PASSAGE:
Welcome back, good-looking readers!

I hope you’ve all been well and thriving these last two weeks. I’ve had a busy fortnight (not to be confused with ‘Fortnite’, of course) doing day job related work stuff, and dealing with off-on again feeling-under-the-weather-itis, and so haven’t done a heck a lot of writing. But I’m back at it again this week, and starting with this here edition of the newsletter. 

FIRST + FOREMOST

Nice Jewish Boys #4 is OUT NOW from me, John, Ellie, Sarah and Comixology Originals. That makes four out of five issues of our intimate suburban Jewish crime comic available to interested and curious readers. The last issue hits Amazon in early March, and once all five issues are out…I’ll have a bit more to say about that comic.

Nice Jewish Boys #4 is out NOW! One more issue to go.

For now, though, here’s what to do:

  1. Head to Amazon and buy the first four issues

  2. Download & read them on the Amazon Kindle app (iOS | Google)

  3. If you enjoy them, we’d appreciate you writing a kind review on the Amazon listings for each issue.

  4. We’d also appreciate you telling friends, foes, family and well, everyone about the series either via word of mouth, social media, paid for televised ads—you name it!

  5. Finally, please accept the creative team’s grateful thanks. Without your support, we couldn’t make and release good quality comix like this one. Thank you thank you thank you (it’s like Beetlejuice—I say “thanks” three times, and hopefully something good appears in your life…!)

SO I’m writing this newsletter on the morning of Super Bowl Sunday to distract myself from the fact that my Lions are not playing tonight, and the world will not see the Eminem V Taylor matchup it truly desires. Looking forward to the game, the commercials, friends and food…but mostly, I’m already getting set to swap my Lions ball cap back for my usual Detroit Tigers cap as Spring Training soon gets underway. This is the Tigers’ first year without stalwart and now-retired first basemen Miguel “Miggy” Cabrera, and I’m hoping the Bless You Boys take a page from our Guys in Silver and Honolulu Blue to show some grit and give us a heck of a baseball season.

SHORT TASK A: Decide whether each statement agrees with the newsletter, answering yes or no and quoting the words that settle it: (i) Nice Jewish Boys runs to five issues in all; (ii) the last issue of Nice Jewish Boys reaches Amazon in early April; (iii) the writer usually wears a Detroit Tigers cap.
SHORT TASK B: Report every line of the records that contains the string "woman".
The newsletter and the records were drawn from separate, unrelated sources.

Point annotation records:
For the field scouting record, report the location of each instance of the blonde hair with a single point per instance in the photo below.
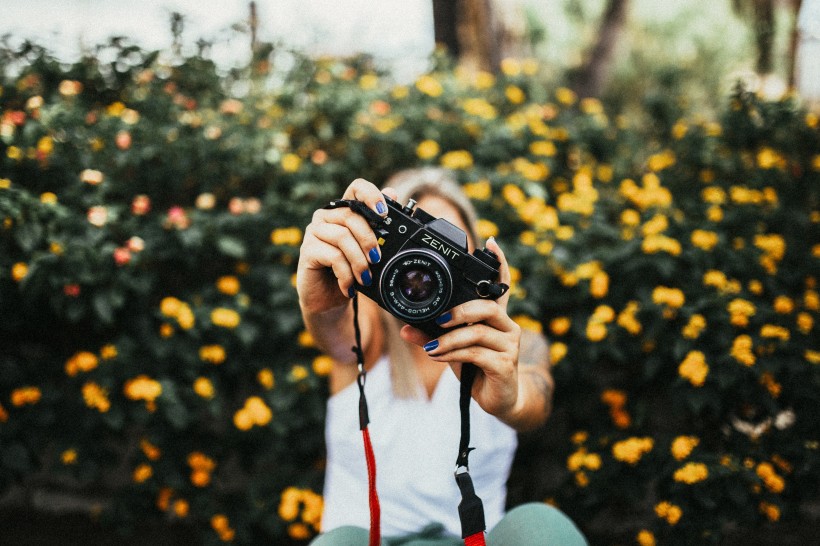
(415, 184)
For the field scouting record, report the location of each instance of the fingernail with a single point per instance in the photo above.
(444, 318)
(374, 255)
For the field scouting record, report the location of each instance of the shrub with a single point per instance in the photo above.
(153, 343)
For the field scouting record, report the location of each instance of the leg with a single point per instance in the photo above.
(343, 536)
(535, 524)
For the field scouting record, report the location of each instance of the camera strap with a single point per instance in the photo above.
(470, 509)
(364, 421)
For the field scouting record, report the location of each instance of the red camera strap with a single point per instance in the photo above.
(470, 509)
(364, 420)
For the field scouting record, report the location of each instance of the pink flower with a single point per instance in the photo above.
(122, 256)
(178, 218)
(97, 216)
(141, 205)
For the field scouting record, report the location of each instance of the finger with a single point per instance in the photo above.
(504, 274)
(357, 226)
(414, 335)
(366, 192)
(488, 312)
(351, 252)
(477, 335)
(321, 255)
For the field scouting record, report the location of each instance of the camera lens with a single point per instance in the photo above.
(417, 285)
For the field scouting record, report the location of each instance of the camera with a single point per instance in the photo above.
(426, 267)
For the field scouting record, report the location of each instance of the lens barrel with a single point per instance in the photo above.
(416, 285)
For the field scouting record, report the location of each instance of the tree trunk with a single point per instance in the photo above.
(763, 11)
(594, 75)
(470, 31)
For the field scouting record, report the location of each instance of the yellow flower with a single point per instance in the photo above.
(290, 236)
(705, 240)
(429, 85)
(215, 354)
(96, 397)
(266, 378)
(487, 229)
(204, 387)
(142, 473)
(668, 511)
(226, 318)
(69, 456)
(25, 396)
(19, 271)
(480, 190)
(671, 297)
(427, 149)
(694, 368)
(691, 473)
(457, 159)
(560, 325)
(565, 96)
(774, 331)
(682, 446)
(142, 387)
(599, 285)
(627, 320)
(632, 449)
(515, 94)
(558, 351)
(805, 322)
(645, 538)
(228, 285)
(695, 326)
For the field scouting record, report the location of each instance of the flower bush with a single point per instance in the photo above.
(152, 343)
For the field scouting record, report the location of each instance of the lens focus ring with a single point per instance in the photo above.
(416, 285)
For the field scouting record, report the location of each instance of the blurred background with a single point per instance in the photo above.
(652, 169)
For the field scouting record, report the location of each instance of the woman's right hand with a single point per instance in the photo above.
(337, 250)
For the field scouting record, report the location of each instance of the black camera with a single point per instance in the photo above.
(426, 267)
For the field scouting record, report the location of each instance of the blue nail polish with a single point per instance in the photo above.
(444, 318)
(366, 278)
(374, 255)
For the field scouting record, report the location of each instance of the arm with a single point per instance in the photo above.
(336, 251)
(514, 382)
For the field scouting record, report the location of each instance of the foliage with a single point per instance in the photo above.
(152, 339)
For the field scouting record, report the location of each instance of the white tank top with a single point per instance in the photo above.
(415, 442)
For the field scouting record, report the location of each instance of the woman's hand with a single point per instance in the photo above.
(337, 249)
(488, 338)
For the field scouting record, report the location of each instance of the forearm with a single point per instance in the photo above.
(534, 403)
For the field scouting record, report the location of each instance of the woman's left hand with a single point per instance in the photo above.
(488, 338)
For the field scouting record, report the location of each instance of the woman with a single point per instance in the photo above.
(412, 395)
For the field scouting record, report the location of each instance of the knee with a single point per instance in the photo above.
(343, 536)
(540, 522)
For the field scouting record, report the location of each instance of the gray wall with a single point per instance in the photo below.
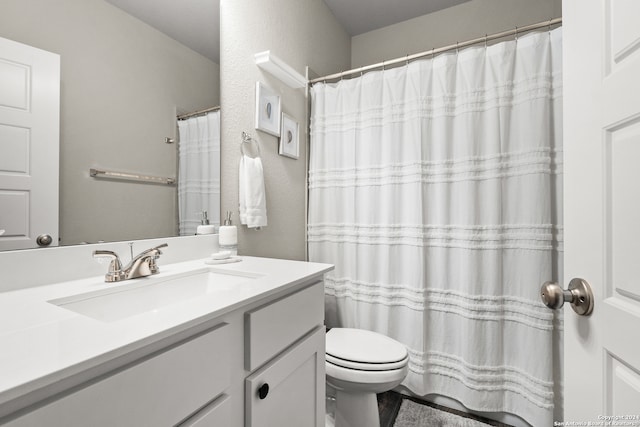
(122, 82)
(300, 32)
(455, 24)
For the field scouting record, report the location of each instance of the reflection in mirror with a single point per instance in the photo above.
(123, 83)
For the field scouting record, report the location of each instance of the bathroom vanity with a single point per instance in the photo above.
(195, 345)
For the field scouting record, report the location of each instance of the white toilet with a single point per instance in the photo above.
(359, 364)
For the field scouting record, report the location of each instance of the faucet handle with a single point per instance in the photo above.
(153, 265)
(115, 272)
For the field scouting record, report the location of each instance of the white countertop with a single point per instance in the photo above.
(41, 343)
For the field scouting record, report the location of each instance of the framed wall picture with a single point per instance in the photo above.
(289, 137)
(267, 110)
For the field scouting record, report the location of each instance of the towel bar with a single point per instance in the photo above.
(96, 173)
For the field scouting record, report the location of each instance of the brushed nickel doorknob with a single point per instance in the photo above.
(578, 293)
(44, 240)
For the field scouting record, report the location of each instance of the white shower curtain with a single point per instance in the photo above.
(435, 189)
(199, 171)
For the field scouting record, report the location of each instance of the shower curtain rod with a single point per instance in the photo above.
(486, 38)
(197, 113)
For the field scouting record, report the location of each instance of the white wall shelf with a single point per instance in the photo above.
(276, 66)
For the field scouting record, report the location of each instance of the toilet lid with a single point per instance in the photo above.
(363, 347)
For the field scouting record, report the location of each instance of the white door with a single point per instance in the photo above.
(602, 208)
(29, 145)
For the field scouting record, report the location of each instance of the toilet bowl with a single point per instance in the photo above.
(359, 364)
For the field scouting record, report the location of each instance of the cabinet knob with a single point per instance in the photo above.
(263, 390)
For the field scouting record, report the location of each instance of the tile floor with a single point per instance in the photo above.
(389, 405)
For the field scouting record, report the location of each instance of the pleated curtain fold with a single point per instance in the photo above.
(436, 190)
(198, 171)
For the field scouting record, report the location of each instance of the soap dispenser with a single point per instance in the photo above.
(228, 236)
(205, 227)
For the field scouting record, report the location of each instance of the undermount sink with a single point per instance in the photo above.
(152, 293)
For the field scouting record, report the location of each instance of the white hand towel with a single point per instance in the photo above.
(253, 202)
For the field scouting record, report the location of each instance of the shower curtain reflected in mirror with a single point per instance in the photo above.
(198, 171)
(436, 190)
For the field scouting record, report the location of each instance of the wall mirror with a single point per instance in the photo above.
(123, 83)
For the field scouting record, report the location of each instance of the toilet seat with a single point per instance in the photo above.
(350, 364)
(364, 350)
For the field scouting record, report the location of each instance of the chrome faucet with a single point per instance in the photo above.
(142, 265)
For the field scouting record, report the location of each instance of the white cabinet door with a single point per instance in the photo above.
(289, 391)
(29, 144)
(602, 204)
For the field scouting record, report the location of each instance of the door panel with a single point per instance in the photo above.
(29, 144)
(602, 205)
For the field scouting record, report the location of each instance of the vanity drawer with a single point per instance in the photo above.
(275, 326)
(159, 390)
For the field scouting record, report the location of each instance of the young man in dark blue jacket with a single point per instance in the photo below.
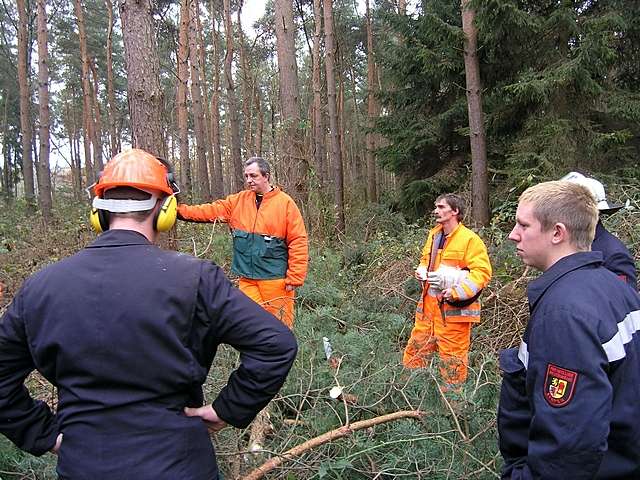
(127, 332)
(616, 257)
(569, 401)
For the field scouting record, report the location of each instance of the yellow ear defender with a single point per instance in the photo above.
(140, 170)
(164, 220)
(166, 216)
(99, 220)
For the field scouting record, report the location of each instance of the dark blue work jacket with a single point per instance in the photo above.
(615, 255)
(128, 333)
(570, 399)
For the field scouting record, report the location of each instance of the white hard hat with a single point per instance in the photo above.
(596, 188)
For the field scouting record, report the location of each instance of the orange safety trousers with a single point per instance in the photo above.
(432, 334)
(271, 295)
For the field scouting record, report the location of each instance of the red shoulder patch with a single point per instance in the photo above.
(559, 385)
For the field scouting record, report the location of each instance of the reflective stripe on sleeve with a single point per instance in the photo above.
(614, 348)
(461, 313)
(523, 354)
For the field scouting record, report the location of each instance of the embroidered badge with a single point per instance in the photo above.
(559, 385)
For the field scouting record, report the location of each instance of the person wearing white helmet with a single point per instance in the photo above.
(615, 255)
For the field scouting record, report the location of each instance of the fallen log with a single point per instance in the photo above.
(327, 437)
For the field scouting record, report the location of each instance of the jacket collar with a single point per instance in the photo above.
(599, 229)
(118, 238)
(539, 286)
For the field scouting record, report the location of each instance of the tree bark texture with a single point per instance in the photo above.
(144, 94)
(181, 98)
(319, 135)
(7, 171)
(44, 192)
(25, 104)
(336, 154)
(97, 116)
(247, 89)
(295, 165)
(217, 177)
(232, 103)
(480, 193)
(87, 108)
(202, 48)
(372, 112)
(202, 182)
(111, 97)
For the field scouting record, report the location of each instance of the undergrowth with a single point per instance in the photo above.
(361, 295)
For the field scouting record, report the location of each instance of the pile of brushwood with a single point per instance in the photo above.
(379, 421)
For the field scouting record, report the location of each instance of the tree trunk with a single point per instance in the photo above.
(336, 154)
(293, 160)
(232, 103)
(319, 137)
(205, 102)
(87, 108)
(202, 183)
(143, 92)
(480, 195)
(7, 171)
(372, 112)
(217, 183)
(25, 104)
(247, 89)
(97, 116)
(402, 7)
(44, 192)
(181, 98)
(260, 121)
(111, 97)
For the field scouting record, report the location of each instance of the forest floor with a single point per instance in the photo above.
(361, 295)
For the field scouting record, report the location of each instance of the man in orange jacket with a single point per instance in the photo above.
(454, 268)
(270, 251)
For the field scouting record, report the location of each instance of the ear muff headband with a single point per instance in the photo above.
(166, 215)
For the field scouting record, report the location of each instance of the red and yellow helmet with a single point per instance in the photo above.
(138, 169)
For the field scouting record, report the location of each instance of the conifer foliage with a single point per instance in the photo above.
(560, 83)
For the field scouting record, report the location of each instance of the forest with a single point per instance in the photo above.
(367, 110)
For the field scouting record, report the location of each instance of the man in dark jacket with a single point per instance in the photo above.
(616, 256)
(127, 332)
(569, 399)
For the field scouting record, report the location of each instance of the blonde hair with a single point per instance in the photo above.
(568, 203)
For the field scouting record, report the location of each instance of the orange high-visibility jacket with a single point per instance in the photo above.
(463, 249)
(269, 242)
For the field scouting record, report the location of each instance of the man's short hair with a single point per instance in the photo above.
(568, 203)
(456, 202)
(263, 165)
(129, 193)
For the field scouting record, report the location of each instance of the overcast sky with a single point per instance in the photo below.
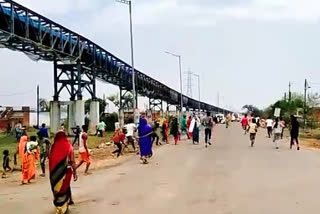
(245, 50)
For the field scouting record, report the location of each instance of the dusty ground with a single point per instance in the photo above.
(229, 177)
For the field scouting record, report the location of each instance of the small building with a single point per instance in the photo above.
(11, 116)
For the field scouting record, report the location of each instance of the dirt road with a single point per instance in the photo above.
(229, 177)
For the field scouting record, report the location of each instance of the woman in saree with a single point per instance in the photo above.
(62, 166)
(165, 130)
(22, 146)
(30, 156)
(145, 142)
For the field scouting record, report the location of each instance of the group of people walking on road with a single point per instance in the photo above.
(274, 128)
(60, 154)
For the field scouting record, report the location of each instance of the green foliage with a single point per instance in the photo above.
(287, 107)
(44, 105)
(110, 120)
(127, 100)
(253, 109)
(102, 105)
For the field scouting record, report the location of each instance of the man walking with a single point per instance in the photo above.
(245, 123)
(83, 149)
(101, 128)
(183, 126)
(208, 123)
(131, 128)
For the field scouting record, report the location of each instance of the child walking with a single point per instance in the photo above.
(277, 127)
(5, 164)
(253, 129)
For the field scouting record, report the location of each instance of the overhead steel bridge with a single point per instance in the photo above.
(78, 61)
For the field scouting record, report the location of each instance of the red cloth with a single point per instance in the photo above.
(188, 123)
(244, 121)
(84, 156)
(60, 149)
(120, 137)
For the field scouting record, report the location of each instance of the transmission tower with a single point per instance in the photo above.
(189, 84)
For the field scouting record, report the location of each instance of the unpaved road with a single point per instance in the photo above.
(229, 177)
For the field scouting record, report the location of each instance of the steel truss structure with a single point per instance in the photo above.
(155, 104)
(24, 30)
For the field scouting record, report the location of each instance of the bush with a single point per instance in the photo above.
(110, 120)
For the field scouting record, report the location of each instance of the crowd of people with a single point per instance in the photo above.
(63, 166)
(275, 127)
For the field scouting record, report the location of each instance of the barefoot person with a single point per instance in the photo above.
(208, 124)
(83, 149)
(253, 129)
(194, 126)
(30, 157)
(269, 122)
(145, 143)
(165, 130)
(118, 140)
(174, 130)
(62, 166)
(277, 129)
(6, 163)
(294, 132)
(245, 123)
(44, 145)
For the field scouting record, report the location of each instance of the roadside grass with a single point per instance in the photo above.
(310, 134)
(9, 142)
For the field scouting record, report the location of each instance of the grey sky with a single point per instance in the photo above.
(247, 50)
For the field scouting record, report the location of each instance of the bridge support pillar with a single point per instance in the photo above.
(79, 112)
(71, 117)
(55, 116)
(121, 117)
(94, 115)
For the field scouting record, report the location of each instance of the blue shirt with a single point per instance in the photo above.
(44, 132)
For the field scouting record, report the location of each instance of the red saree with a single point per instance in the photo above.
(61, 172)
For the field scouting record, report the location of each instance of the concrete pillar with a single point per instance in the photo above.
(121, 117)
(79, 112)
(94, 116)
(55, 116)
(149, 116)
(71, 117)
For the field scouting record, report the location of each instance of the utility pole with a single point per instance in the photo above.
(180, 73)
(38, 105)
(289, 91)
(134, 93)
(306, 87)
(285, 96)
(189, 84)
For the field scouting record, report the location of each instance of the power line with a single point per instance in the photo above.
(16, 94)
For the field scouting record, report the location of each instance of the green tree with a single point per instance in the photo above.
(252, 109)
(44, 105)
(127, 102)
(102, 105)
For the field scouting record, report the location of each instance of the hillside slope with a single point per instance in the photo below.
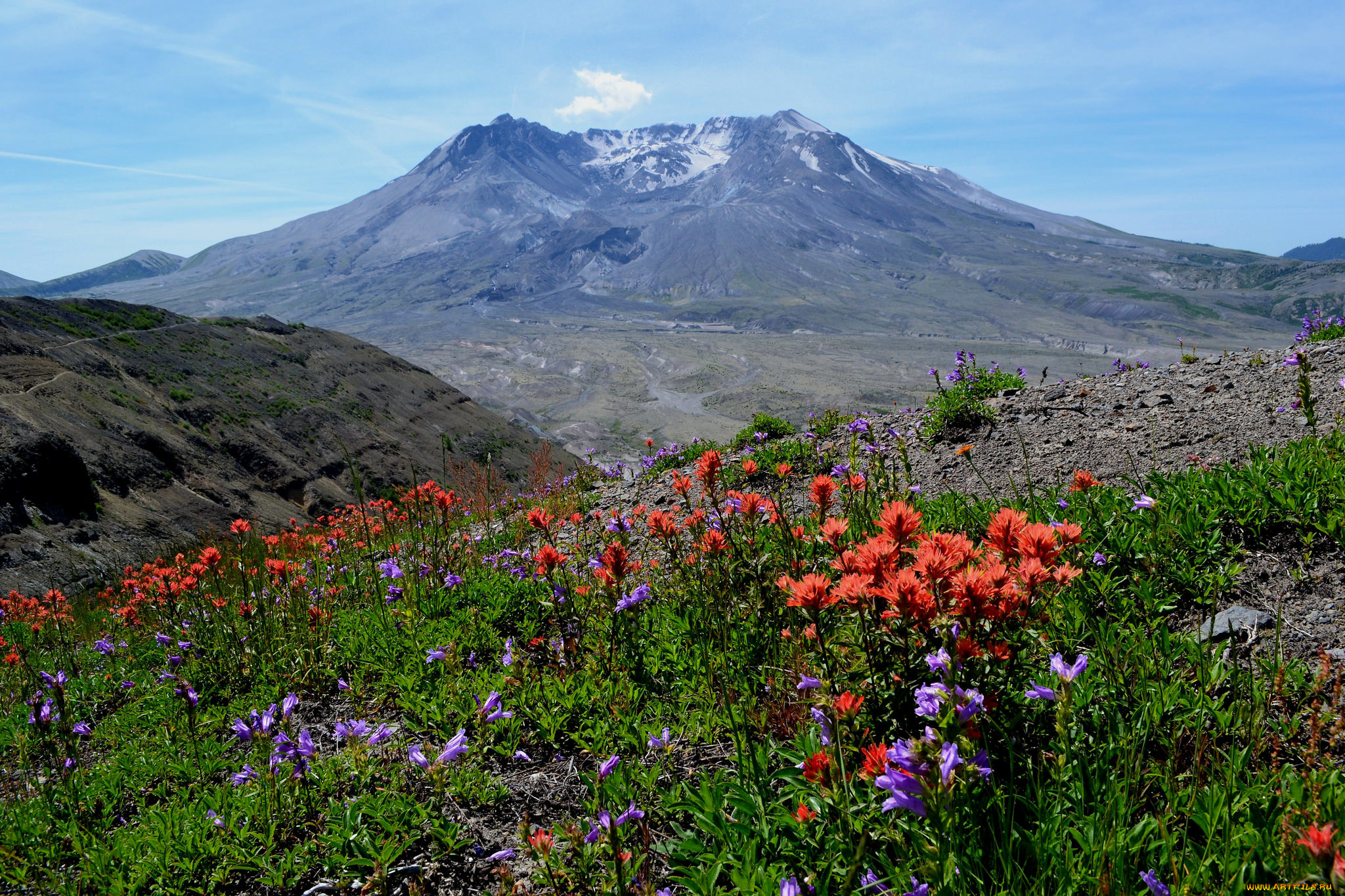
(127, 429)
(671, 280)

RESPONSE A:
(i) Yes: "That makes four out of five issues of our intimate suburban Jewish crime comic available to interested and curious readers."
(ii) No: "The last issue hits Amazon in early March"
(iii) Yes: "swap my Lions ball cap back for my usual Detroit Tigers cap"

RESPONSE B:
For the field scouting record, report the location of each instance of the woman's right hand with a single point per instance in the photo above.
For the field scouting record, report the location of each instance of the woman's hand with a single point per instance in the photo above.
For the field scouting record, report the location of each instance of the woman's left hand with a single point per instance in the photo above.
For the field scouting record, report the location of each instance of the woman with a single point per instance in the photo above.
For the field scouting record, report the location of each instance of the woman in saree with a single point per instance in the photo above.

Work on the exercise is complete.